_SHORT PROBLEM_: Locate each line of the items below that contains the string "bottom", and copy those lines.

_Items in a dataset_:
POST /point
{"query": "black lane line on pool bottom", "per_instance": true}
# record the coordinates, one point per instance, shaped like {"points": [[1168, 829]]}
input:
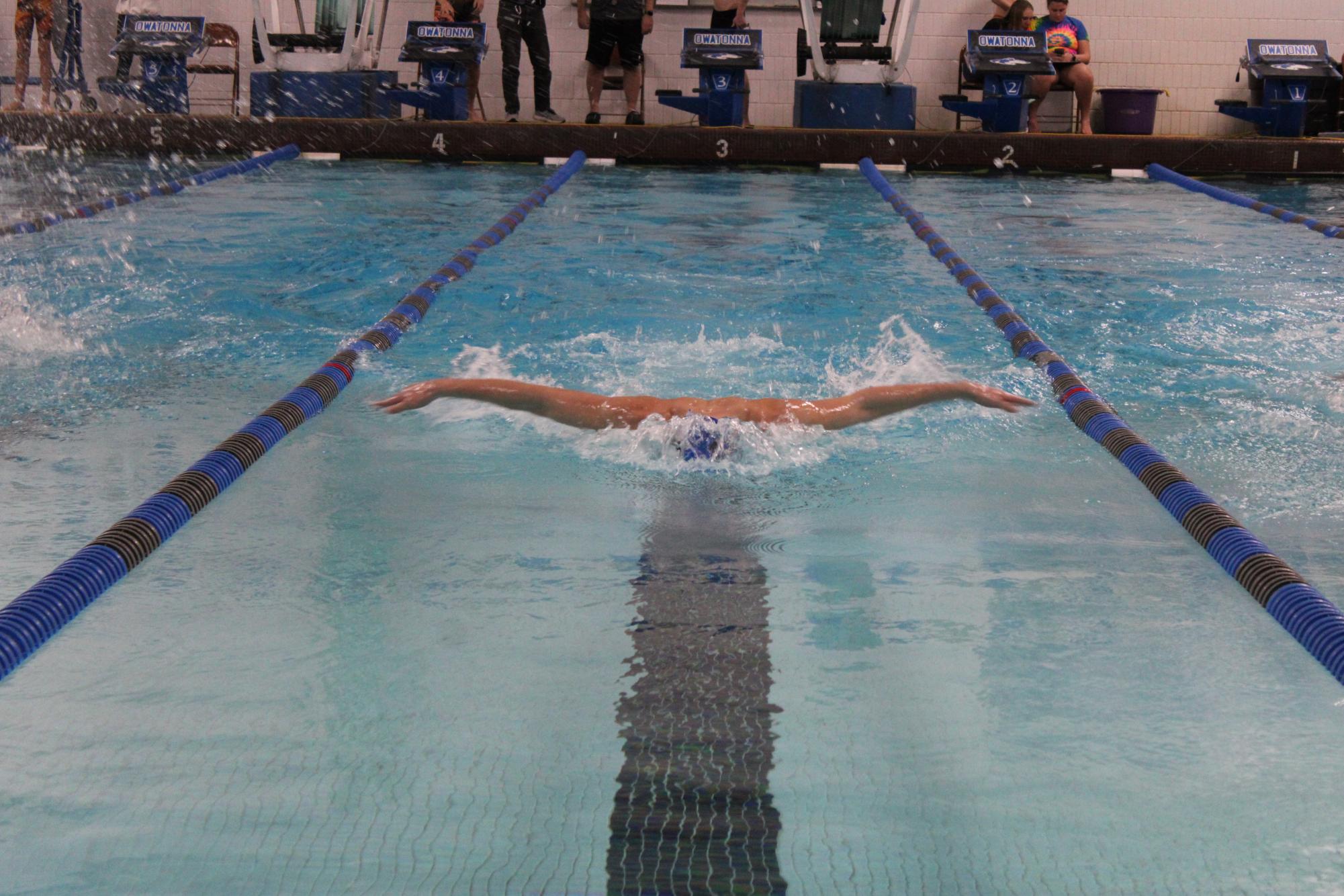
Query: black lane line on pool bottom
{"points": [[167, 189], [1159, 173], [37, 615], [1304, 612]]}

---

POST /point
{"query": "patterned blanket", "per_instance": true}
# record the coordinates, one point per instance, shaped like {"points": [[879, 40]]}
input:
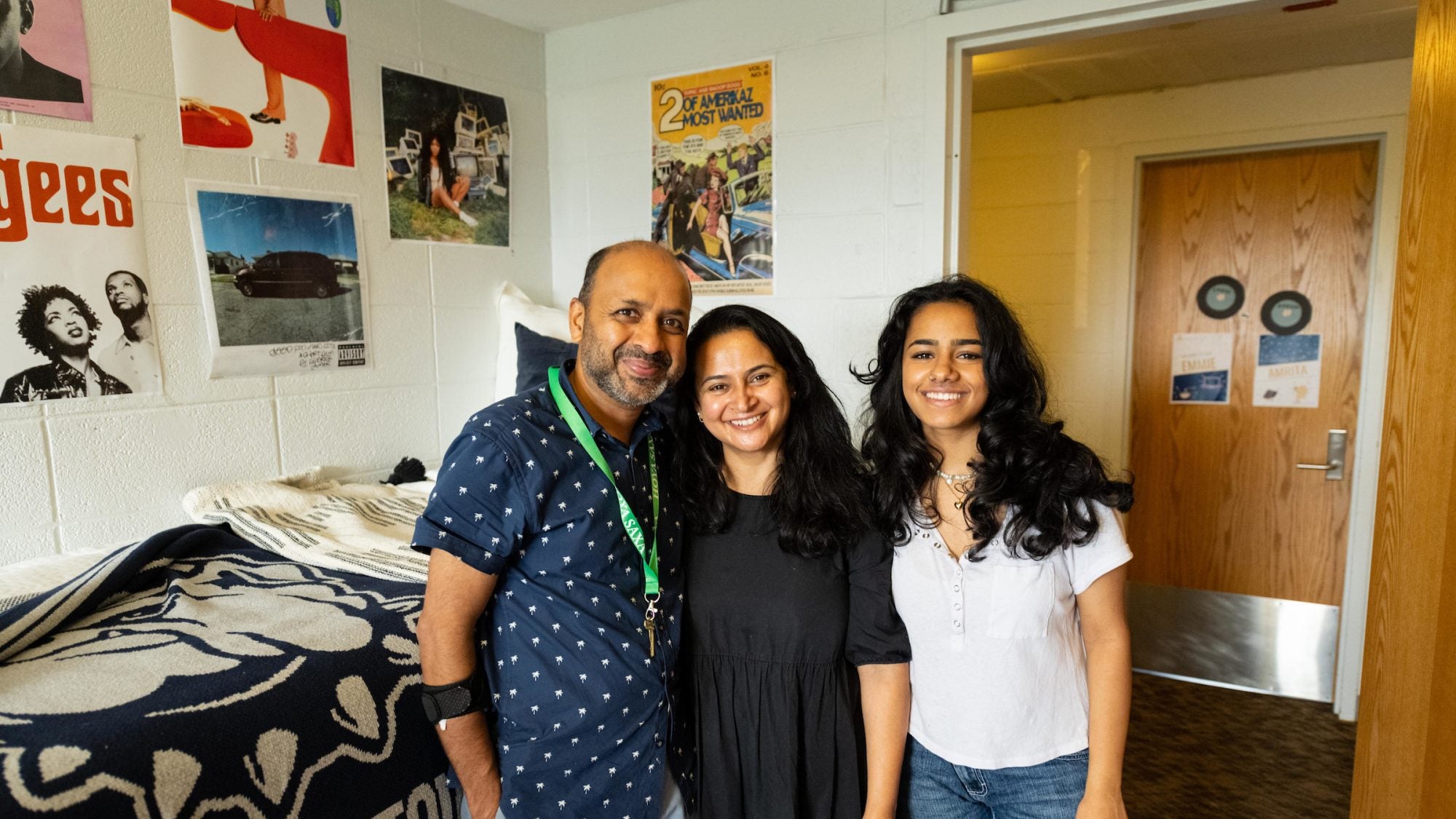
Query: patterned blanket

_REPLY TO THE EXERCISE_:
{"query": "black lane line on pool bottom", "per_instance": true}
Query: black lane line on pool bottom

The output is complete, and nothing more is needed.